EXERCISE: Without the pictures, repeat all of the data exactly as it appears below.

Region pointing data:
*****

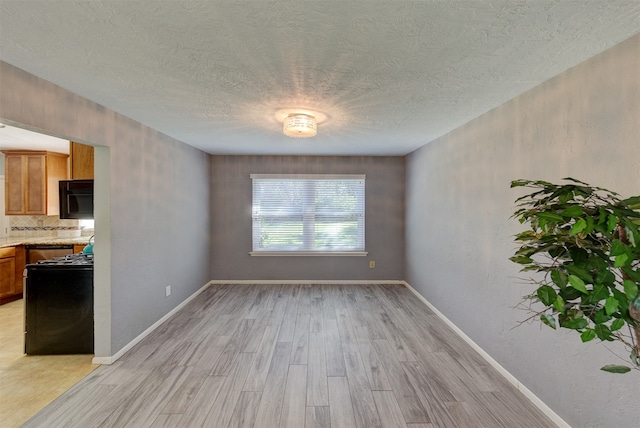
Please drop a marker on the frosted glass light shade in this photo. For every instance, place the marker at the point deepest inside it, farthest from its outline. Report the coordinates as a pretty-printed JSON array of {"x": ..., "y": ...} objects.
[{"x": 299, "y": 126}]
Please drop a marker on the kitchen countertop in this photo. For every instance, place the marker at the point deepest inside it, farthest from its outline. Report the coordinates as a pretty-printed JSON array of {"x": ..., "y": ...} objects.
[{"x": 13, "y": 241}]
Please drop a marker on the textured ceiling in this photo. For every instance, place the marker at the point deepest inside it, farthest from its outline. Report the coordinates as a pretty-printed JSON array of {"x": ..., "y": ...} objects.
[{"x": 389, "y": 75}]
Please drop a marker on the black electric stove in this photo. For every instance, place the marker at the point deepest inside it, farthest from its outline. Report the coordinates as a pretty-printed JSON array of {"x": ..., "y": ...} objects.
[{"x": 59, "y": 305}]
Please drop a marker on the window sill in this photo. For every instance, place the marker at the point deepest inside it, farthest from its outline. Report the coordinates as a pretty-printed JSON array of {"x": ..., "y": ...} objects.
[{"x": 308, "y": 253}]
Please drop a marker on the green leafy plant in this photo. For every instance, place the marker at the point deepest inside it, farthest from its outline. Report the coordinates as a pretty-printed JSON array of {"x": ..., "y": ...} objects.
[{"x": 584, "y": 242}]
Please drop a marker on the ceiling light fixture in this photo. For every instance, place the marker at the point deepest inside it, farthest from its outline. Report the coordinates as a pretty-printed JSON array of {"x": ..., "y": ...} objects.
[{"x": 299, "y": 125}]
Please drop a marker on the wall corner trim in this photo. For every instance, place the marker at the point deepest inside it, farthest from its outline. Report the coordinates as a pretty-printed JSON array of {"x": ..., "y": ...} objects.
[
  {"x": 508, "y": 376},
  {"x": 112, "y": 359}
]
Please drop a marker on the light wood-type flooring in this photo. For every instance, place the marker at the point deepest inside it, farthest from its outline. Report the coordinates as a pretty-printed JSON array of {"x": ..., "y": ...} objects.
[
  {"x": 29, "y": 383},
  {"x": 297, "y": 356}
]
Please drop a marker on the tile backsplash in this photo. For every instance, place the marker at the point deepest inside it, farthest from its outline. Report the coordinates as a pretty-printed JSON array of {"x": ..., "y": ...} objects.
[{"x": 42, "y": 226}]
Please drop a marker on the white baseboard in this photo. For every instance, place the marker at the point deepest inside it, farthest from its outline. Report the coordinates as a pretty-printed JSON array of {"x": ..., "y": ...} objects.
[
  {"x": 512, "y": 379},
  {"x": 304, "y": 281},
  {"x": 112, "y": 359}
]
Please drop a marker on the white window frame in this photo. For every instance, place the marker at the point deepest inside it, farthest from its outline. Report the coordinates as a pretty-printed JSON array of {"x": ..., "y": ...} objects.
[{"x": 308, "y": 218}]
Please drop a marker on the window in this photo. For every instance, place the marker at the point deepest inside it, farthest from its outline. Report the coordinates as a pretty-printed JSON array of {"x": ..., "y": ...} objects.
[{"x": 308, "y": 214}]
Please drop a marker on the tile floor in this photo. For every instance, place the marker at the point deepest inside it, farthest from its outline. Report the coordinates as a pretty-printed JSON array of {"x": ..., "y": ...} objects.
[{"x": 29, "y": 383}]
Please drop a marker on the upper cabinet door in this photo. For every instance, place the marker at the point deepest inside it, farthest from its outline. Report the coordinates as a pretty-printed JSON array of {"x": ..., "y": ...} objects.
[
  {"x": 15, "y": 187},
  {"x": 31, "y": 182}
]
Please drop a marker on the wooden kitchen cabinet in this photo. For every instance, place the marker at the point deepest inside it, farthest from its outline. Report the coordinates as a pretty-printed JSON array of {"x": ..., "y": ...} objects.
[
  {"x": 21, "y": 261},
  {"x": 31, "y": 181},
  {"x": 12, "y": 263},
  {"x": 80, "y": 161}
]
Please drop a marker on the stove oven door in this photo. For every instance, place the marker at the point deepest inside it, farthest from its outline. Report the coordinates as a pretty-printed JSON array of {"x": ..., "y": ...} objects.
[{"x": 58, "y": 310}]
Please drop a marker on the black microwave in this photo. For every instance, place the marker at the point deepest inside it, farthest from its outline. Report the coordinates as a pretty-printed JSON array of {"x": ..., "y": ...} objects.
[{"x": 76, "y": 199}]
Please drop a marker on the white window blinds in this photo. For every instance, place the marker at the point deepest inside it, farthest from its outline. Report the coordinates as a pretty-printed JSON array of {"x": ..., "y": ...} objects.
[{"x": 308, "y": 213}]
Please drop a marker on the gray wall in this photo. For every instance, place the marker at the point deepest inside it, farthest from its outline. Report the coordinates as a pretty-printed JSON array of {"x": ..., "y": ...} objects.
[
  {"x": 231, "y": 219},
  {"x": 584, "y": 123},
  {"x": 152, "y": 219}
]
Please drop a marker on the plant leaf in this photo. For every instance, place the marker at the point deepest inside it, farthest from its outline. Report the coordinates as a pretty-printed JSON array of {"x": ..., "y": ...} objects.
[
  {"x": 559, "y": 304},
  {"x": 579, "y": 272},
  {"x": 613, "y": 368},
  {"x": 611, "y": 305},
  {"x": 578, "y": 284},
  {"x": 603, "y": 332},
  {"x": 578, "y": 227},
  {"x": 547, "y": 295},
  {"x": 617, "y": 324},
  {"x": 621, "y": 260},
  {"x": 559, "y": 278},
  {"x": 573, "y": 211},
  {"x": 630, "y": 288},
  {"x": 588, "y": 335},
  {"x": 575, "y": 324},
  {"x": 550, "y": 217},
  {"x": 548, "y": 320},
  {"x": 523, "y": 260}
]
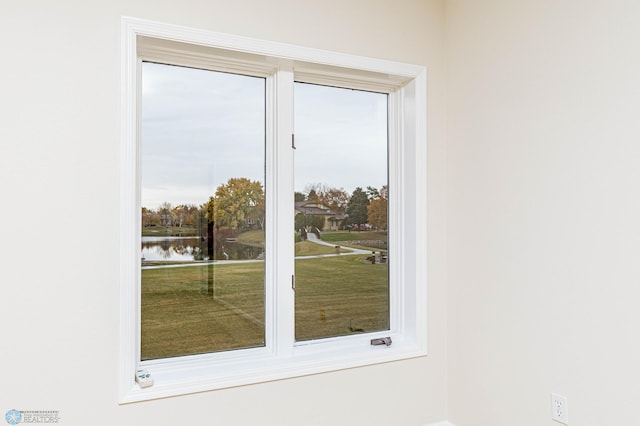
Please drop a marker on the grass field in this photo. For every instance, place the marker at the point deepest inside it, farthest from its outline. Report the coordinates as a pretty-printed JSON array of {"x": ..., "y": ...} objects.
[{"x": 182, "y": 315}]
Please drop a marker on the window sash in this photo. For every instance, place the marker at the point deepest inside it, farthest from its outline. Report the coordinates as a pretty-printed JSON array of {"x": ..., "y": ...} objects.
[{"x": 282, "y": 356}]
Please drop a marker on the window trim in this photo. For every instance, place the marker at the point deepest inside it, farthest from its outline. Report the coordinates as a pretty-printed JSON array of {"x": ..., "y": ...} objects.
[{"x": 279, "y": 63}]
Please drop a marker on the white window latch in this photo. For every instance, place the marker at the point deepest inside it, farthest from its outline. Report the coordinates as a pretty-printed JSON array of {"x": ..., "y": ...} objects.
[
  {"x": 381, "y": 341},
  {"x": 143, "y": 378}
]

*****

ANSWER TO THIS EXERCISE:
Please drop a marker on the frosted glass light shade in this photo. For every instance, place the marker at the point deepest inside it, farthest from its outline. Report the coordinates as a pretty-printed JSON array of {"x": ..., "y": ...} objects.
[{"x": 299, "y": 126}]
Please drop a marker on the kitchen countertop in this photo. For every instance, place the marker at the point deepest inside it, farthest from its outline. Report the coordinates as a pretty-printed JSON array of {"x": ..., "y": ...} objects.
[{"x": 13, "y": 241}]
Please drop a marker on the textured ceiling in this photo. For every instance, place the marker at the point deepest inside it, farthest from its outline. Report the coordinates as a pretty-printed JSON array of {"x": ..., "y": ...} objects.
[{"x": 389, "y": 75}]
Please drop a marker on the black electric stove in this photo. For every instance, place the marker at the point deepest inside it, farthest from its outline. Report the coordinates as a pretty-printed JSON array of {"x": ..., "y": ...} objects.
[{"x": 59, "y": 305}]
Please drop a marker on the window sill in this photo. For every instance, place the marker at the point deepest inside it, farthest from its outline. Report the coordinates as a pretty-printed JSON array of {"x": ..., "y": ...} objects.
[{"x": 308, "y": 253}]
Please drop a marker on the green leafy plant in this photo. For every instance, place the marker at the point deepest inside it, farthest from its outline. Report the coordinates as a pretty-printed JSON array of {"x": ..., "y": ...} objects.
[{"x": 584, "y": 242}]
Please drop a marker on the ceiling light fixture in this photo. For every instance, place the marker at the point deepest inside it, farthest from its outline. Report the coordinates as a pretty-printed JSON array of {"x": ..., "y": ...} objects.
[{"x": 299, "y": 125}]
Please drop a marker on the wall corner trim in this photo. For every instance, place the marker at the point deepest inside it, farthest from its outline. Report the coordinates as a pretty-printed JSON array of {"x": ..., "y": ...} objects.
[
  {"x": 508, "y": 376},
  {"x": 112, "y": 359}
]
Please drop a marker on the light wood-type flooring in this photo. For every instance, place the marker at the point deepest inside it, farthest from its outline. Report the coordinates as a pretty-printed JSON array of {"x": ..., "y": ...} objects.
[
  {"x": 29, "y": 383},
  {"x": 297, "y": 356}
]
Please drop a marker on the tile backsplash in this photo. For every instance, place the marker at the point deepest inside it, farthest from its outline. Report the coordinates as a pretty-printed JSON array of {"x": ..., "y": ...} objects.
[{"x": 42, "y": 226}]
Please drop a marker on the white baseboard in this photo. For every instance, place the marker at the point deepest inside it, farthest from its outline. Report the coordinates as a pretty-printed JSON array of {"x": ..., "y": ...} objects.
[
  {"x": 512, "y": 379},
  {"x": 304, "y": 281},
  {"x": 112, "y": 359}
]
Please drop a marker on the white window frame in this photo. For every instance, place the marker at the point deepest inside it, farthest from its outline. Report the coordinates as a pretty-printed JSON array of {"x": ..., "y": ...} objects.
[{"x": 308, "y": 218}]
Please drop a marker on the window in this photo. For every instance, place the marker at the point deepest inside it, farthest from its outline. Report the coordinates as a pretty-printed JSON array of {"x": ..., "y": ...} objects.
[{"x": 308, "y": 214}]
Please drop a marker on the tile floor in this photo. For every instance, place the marker at the point deepest inside it, farthest from its outline. Report the coordinates as a pretty-printed JSON array of {"x": ..., "y": ...} objects.
[{"x": 29, "y": 383}]
Please drop a marker on the upper cabinet door in this photo. For every instance, place the marker at the point deepest inside it, farthest from its outline. Report the coordinates as a pretty-printed JSON array of {"x": ..., "y": ...} objects.
[
  {"x": 15, "y": 187},
  {"x": 31, "y": 182}
]
Please drop a marker on the wooden kitchen cabinet in this photo. For every instance, place the marker at the point deepest inside it, farthest from its outline. Report the coordinates as a pretty-printed JSON array of {"x": ..., "y": ...} objects.
[
  {"x": 21, "y": 261},
  {"x": 31, "y": 181},
  {"x": 12, "y": 263},
  {"x": 80, "y": 161}
]
Please drop a marker on the stove oven door in this photo. For every instance, place the marker at the point deepest inside it, farthest from its outline. Report the coordinates as a pretty-printed JSON array of {"x": ..., "y": ...} objects.
[{"x": 58, "y": 310}]
Please drop a marker on the black microwave in this photo. For every instance, place the marker at the point deepest inside it, farthest from its outline. Report the coordinates as a pretty-printed JSON array of {"x": ..., "y": ...} objects.
[{"x": 76, "y": 199}]
Please drop a marker on the white window blinds in this photo. For every instance, place the marker at the point deepest inside it, farthest from its outline. Report the coordinates as a pretty-printed JSON array of {"x": ..., "y": ...} objects.
[{"x": 308, "y": 213}]
Please drop a marker on the gray wall in this photo. For every instance, place the marker at the point deepest inside it, farthest from its outline. Report the coordinates as a pretty-printed JSON array of {"x": ..., "y": ...} objects.
[
  {"x": 231, "y": 219},
  {"x": 584, "y": 123},
  {"x": 152, "y": 219}
]
Please drop a marker on the plant leaf in this photo. For every instance, place the marker at the point deepest inside it, farthest from its outline. Report the coordinates as a pretty-printed JSON array of {"x": ..., "y": ...} objects.
[
  {"x": 559, "y": 304},
  {"x": 579, "y": 272},
  {"x": 613, "y": 368},
  {"x": 611, "y": 305},
  {"x": 578, "y": 284},
  {"x": 603, "y": 332},
  {"x": 578, "y": 227},
  {"x": 547, "y": 295},
  {"x": 617, "y": 324},
  {"x": 621, "y": 260},
  {"x": 559, "y": 278},
  {"x": 573, "y": 211},
  {"x": 630, "y": 288},
  {"x": 588, "y": 335},
  {"x": 575, "y": 324},
  {"x": 550, "y": 217},
  {"x": 548, "y": 320},
  {"x": 523, "y": 260}
]
Please drop a marker on the grass field in this photo. For every instance, place the marker at the point deepest inside it, farthest from its outline. Report the coordinates as a pretty-printed JSON array of {"x": ..., "y": ...} objects.
[{"x": 182, "y": 315}]
Please drop a marker on the window sash in this photo. For every instance, place the marker at the point deepest inside it, farthest from its outline. Report the coordinates as a pretty-printed JSON array of {"x": ..., "y": ...} objects.
[{"x": 282, "y": 356}]
Please drop a marker on the window trim in this photo. For every instance, place the marker at the point deepest inside it, farthest from its outline. Report the coordinates as a pretty-printed JSON array of {"x": ..., "y": ...} objects.
[{"x": 279, "y": 63}]
Please drop a marker on the white window latch in this photo. For every instance, place the marker at the point deepest inside it, farthest from its outline. Report the coordinates as a pretty-printed JSON array of {"x": ..., "y": ...} objects.
[
  {"x": 381, "y": 341},
  {"x": 143, "y": 378}
]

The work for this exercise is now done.